## EXTRACT TO READ
The rise-and-conquer story of the advertising industry after the end of World War II has become woven into the fabric of modern American folklore: ads and commercials from the Golden Age of advertising (1945-1975) are forever etched in Baby Boomers’ memories, while the industry’s Mad Men themselves have been celebrated and further mythologized in our entertainment. The ad agency exec archetype, with his swagger and his 3-martini lunch, is one of the most familiar characters in American culture, while those actual Mad Men of the Golden Age, who pounded their concepts of “Big Ideas”, “Creativity”, and “Unlimited Service” to their clients, established such a mark upon advertising agency culture that it pervades the industry to this day, and remains the template for today’s advertising.

## Rows from a box-labeling dataset
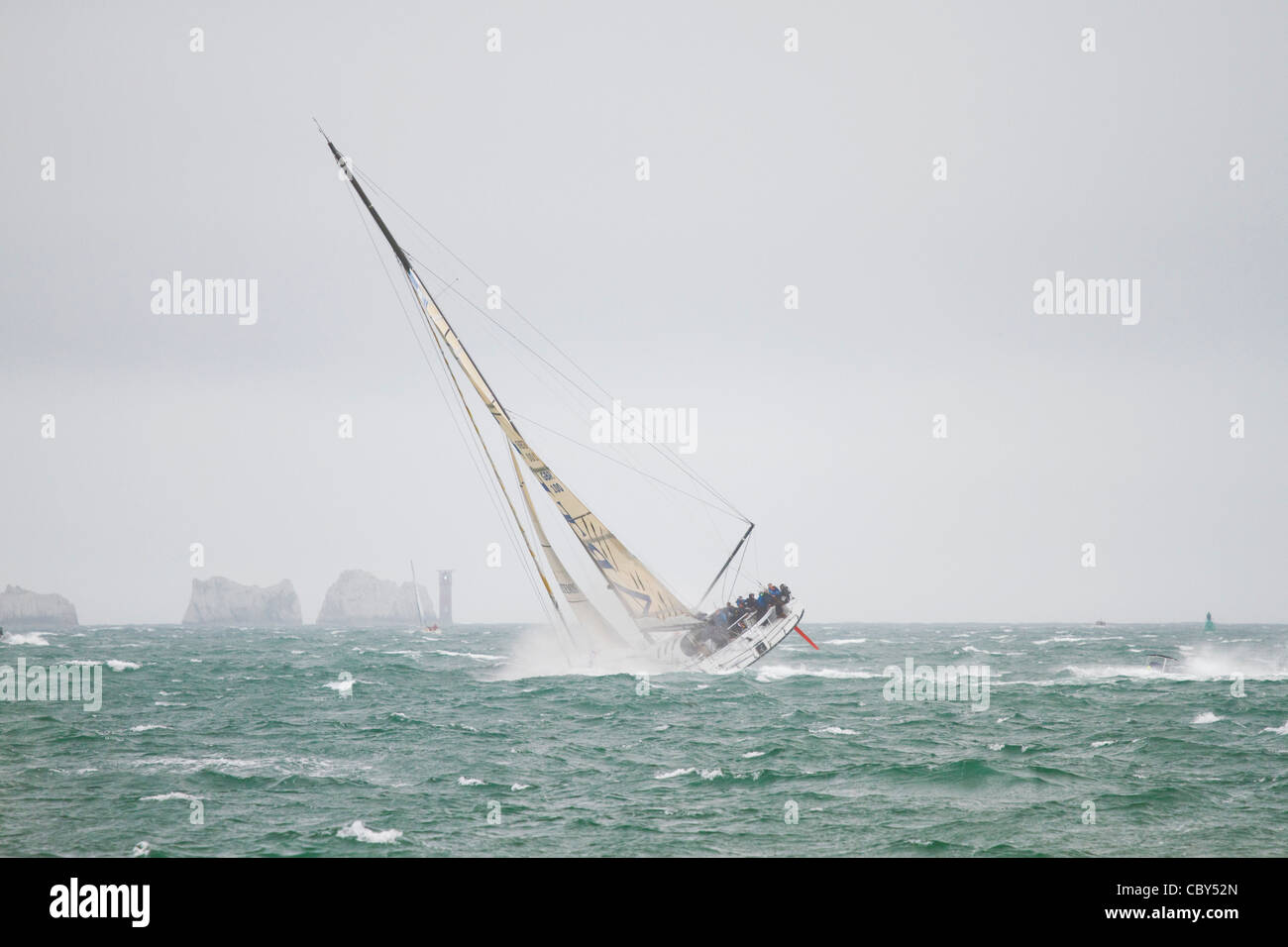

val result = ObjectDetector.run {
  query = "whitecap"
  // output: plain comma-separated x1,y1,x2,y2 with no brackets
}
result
653,767,698,780
434,651,505,661
0,631,49,646
336,818,402,845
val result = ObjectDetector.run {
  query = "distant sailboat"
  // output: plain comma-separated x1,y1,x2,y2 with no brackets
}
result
411,562,438,633
318,128,816,673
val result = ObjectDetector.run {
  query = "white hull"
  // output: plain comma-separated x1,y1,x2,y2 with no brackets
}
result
661,598,805,674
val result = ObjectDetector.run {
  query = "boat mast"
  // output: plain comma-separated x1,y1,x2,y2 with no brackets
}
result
327,126,695,634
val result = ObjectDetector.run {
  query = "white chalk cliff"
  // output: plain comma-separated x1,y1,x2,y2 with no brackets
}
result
0,585,80,630
183,576,304,627
318,570,434,627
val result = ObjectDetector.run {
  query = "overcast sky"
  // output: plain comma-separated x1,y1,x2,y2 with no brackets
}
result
0,3,1288,624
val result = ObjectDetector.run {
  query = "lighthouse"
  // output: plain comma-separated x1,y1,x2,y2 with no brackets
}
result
438,570,452,627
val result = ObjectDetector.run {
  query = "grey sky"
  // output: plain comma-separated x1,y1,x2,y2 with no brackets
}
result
0,3,1288,622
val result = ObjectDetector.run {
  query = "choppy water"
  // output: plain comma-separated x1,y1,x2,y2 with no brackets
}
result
0,625,1288,856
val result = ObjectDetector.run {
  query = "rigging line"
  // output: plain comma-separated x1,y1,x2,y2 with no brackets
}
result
404,252,685,523
510,410,730,515
345,188,555,625
407,270,567,629
351,167,751,523
403,250,731,607
403,249,751,523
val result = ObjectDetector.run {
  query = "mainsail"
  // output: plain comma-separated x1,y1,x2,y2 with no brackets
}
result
323,126,697,631
510,451,625,644
411,562,425,627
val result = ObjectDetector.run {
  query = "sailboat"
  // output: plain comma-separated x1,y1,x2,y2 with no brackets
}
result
318,125,818,673
408,561,438,634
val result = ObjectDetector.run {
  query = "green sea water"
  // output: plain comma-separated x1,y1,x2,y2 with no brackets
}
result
0,622,1288,857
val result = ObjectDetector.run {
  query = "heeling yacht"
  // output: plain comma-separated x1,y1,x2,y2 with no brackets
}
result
318,126,816,673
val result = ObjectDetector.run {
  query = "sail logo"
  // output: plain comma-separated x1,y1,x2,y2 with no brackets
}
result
49,878,152,927
881,657,992,710
590,398,698,454
0,657,103,712
1033,269,1140,326
150,269,259,326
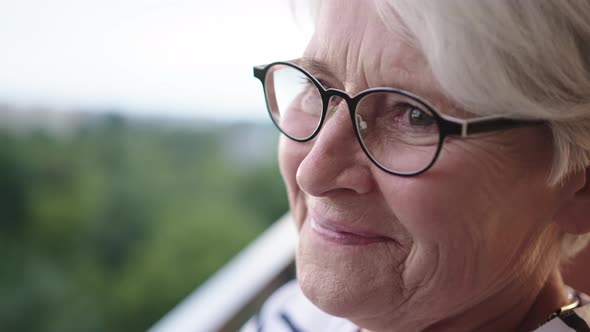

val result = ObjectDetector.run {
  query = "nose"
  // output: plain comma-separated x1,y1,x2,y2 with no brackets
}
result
297,97,374,197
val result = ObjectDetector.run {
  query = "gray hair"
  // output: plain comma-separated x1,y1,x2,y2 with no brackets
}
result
376,0,590,261
302,0,590,261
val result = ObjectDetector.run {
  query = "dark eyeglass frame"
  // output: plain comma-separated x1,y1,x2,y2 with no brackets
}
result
253,61,545,177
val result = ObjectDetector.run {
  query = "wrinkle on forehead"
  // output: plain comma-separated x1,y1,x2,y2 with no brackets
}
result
305,0,463,116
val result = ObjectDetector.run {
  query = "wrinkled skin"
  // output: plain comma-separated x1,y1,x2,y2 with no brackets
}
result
279,0,579,331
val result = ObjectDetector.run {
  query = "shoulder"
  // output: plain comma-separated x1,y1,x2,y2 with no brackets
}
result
241,281,358,332
535,293,590,332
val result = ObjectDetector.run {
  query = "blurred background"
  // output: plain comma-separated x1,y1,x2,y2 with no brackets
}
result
0,0,309,331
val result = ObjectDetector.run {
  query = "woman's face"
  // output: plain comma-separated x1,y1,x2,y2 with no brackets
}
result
280,0,576,330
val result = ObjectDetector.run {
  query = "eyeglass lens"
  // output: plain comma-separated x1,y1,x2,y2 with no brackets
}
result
265,65,440,173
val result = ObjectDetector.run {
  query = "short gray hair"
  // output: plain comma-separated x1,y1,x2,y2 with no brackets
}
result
376,0,590,260
308,0,590,261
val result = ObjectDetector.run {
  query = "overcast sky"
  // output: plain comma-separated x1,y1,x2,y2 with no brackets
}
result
0,0,309,119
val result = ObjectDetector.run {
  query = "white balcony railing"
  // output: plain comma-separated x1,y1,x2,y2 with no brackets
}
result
149,214,297,332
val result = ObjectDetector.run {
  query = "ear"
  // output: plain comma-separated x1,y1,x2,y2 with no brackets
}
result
555,166,590,234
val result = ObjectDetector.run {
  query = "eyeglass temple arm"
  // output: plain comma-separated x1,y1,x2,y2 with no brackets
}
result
253,65,266,81
443,116,544,137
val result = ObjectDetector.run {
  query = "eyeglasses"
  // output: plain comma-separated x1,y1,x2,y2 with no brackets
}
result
254,62,543,176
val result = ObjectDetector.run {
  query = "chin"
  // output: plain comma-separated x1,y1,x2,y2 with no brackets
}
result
296,223,403,319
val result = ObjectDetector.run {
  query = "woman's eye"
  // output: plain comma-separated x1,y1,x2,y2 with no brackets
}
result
406,105,436,128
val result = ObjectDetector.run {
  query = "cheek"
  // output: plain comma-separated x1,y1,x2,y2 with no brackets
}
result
279,135,309,230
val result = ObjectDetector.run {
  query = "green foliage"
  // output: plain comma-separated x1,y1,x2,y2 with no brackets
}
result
0,116,287,332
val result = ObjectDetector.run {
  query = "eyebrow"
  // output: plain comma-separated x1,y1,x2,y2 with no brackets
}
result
290,56,444,104
291,57,336,77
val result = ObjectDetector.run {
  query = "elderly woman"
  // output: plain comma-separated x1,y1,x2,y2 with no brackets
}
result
244,0,590,331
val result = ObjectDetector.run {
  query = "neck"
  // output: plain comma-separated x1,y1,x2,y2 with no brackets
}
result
440,269,568,332
362,269,569,332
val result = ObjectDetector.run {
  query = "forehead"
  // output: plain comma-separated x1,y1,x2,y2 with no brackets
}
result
304,0,442,103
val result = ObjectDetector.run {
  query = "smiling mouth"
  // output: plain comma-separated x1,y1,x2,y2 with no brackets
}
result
310,218,393,245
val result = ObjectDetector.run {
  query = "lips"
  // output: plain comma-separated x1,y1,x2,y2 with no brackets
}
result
310,218,393,245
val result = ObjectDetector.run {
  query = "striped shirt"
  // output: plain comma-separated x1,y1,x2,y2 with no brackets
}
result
240,281,590,332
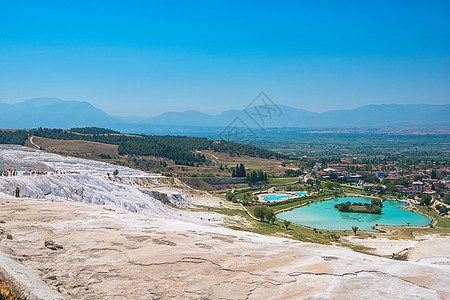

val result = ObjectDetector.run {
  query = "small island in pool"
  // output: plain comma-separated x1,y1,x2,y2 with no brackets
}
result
334,199,383,215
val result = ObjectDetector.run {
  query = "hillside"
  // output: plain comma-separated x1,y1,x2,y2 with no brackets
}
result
0,127,288,177
0,145,450,299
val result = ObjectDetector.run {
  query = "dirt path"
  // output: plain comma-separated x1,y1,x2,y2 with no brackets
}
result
30,136,41,149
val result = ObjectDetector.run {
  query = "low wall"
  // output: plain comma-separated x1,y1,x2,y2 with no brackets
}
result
201,177,247,185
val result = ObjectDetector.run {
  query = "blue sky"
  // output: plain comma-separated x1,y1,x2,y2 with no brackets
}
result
0,0,450,116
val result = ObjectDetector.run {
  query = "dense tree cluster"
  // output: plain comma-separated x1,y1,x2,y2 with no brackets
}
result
247,170,267,183
253,206,276,224
0,127,286,166
70,127,120,134
231,163,247,177
0,130,28,145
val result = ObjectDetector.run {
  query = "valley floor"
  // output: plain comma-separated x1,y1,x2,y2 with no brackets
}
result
0,196,450,299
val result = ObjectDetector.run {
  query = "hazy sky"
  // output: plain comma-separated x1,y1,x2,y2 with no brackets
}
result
0,0,450,116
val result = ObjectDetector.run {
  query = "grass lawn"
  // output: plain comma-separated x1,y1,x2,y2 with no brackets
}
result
269,178,299,184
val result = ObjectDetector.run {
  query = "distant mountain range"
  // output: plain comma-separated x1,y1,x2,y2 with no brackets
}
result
0,98,450,133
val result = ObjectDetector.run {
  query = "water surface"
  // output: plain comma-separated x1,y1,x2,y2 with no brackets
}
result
277,197,430,231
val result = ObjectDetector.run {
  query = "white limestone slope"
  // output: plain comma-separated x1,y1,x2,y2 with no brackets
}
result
0,145,189,216
0,145,161,177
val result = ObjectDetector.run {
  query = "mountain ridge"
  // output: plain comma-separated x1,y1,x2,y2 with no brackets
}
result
0,98,450,131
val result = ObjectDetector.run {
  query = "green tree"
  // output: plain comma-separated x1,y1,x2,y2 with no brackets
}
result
225,191,234,201
264,208,275,224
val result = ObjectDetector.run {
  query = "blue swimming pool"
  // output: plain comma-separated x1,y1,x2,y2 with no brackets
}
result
294,192,308,196
263,194,292,201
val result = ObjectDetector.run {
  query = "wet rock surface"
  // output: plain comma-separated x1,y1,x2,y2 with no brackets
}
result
0,196,450,299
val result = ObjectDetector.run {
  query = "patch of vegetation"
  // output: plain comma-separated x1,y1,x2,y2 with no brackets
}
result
334,201,381,215
0,127,287,168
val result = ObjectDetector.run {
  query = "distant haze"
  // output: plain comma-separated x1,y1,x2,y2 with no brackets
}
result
0,98,450,134
0,0,450,117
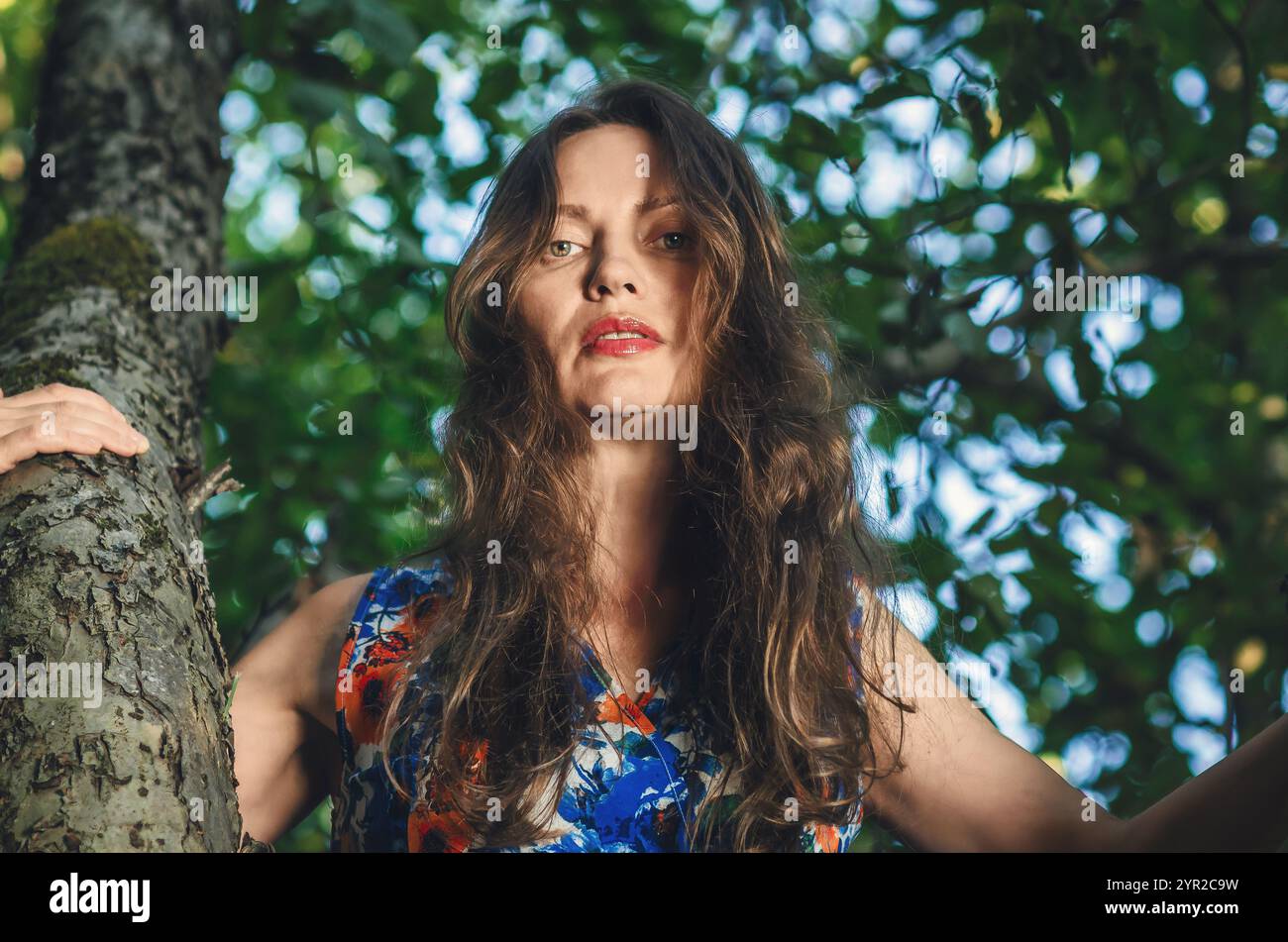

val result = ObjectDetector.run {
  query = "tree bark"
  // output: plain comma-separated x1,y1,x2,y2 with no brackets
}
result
0,0,241,851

## DIRECTIONS
In the passage on the advertising industry, which concepts did the Golden Age Mad Men pound to their clients? List every one. Work only from the passage on the advertising industry.

## ANSWER TO THE PROBLEM
"Big Ideas", "Creativity", and "Unlimited Service"